START Extracted text

Looks superb Nick, agree with your comments on the colour. No need for IronX / Deironiser on this one i guess?


----------



## Kotsos (May 7, 2011)

What a finish.


----------



## 20vKarlos (Aug 8, 2009)

cracking finish there DMC!!

as said last night on the RR Sport detail! I'll be watching your progress as id love to become pro and your setting the bench mark high!

cheers + Well Done


----------



## DMH-01 (Mar 29, 2011)

Great job there mate.


----------



## adlem (Jul 6, 2008)

Lovely work on a stunning motor mate! :thumb:

Could have let me come round and oogle at it when you did it :lol:


----------



## kempe (Jan 9, 2011)

Lovely turn around there buddy :thumb:


----------



## Derekh929 (Aug 28, 2011)

Looks fantastic thats all i have to say and wish it was mine


----------



## Soul Hudson (Jul 5, 2011)

Great interesting write up of a great job. Suberb shine.


----------



## Trip tdi (Sep 3, 2008)

I really like the shape of these, great work on a great car.


----------



## losi_8_boy (Aug 29, 2009)

Quality work mate, great write up too. Wish I had waited another 6 months when I got my r26 and would have a Ultimate green one myself


----------



## Bkjames (Sep 13, 2006)

Looks very nice mate


Brian


----------



## gally (May 25, 2008)

END Extracted text
START Information shown

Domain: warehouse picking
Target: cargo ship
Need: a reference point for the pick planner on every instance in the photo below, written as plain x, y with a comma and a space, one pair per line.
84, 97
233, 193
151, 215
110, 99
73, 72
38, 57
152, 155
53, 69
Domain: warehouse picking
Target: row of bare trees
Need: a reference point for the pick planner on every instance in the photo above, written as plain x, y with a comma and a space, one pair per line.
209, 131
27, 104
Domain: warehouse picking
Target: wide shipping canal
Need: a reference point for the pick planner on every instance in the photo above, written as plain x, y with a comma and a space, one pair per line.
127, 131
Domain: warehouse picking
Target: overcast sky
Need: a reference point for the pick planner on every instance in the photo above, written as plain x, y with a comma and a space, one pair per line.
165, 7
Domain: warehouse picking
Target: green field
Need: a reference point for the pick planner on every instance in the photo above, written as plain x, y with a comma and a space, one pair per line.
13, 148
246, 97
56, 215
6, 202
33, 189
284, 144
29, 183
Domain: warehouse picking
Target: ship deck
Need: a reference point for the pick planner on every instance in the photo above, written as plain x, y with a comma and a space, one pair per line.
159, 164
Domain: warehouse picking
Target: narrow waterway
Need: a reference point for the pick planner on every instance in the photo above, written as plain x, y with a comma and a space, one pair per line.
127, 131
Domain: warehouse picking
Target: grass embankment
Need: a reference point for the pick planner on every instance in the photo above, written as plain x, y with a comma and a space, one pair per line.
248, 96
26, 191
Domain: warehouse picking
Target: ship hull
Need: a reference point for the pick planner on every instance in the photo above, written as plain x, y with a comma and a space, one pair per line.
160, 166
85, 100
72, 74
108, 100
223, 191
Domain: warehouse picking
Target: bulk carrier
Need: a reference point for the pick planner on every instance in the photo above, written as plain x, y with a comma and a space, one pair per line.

END Information shown

• _The exercise_:
In the detailing thread, which color does losi_8_boy say he would have if he had waited another six months when getting his r26?

• _Output of the exercise_:
Ultimate green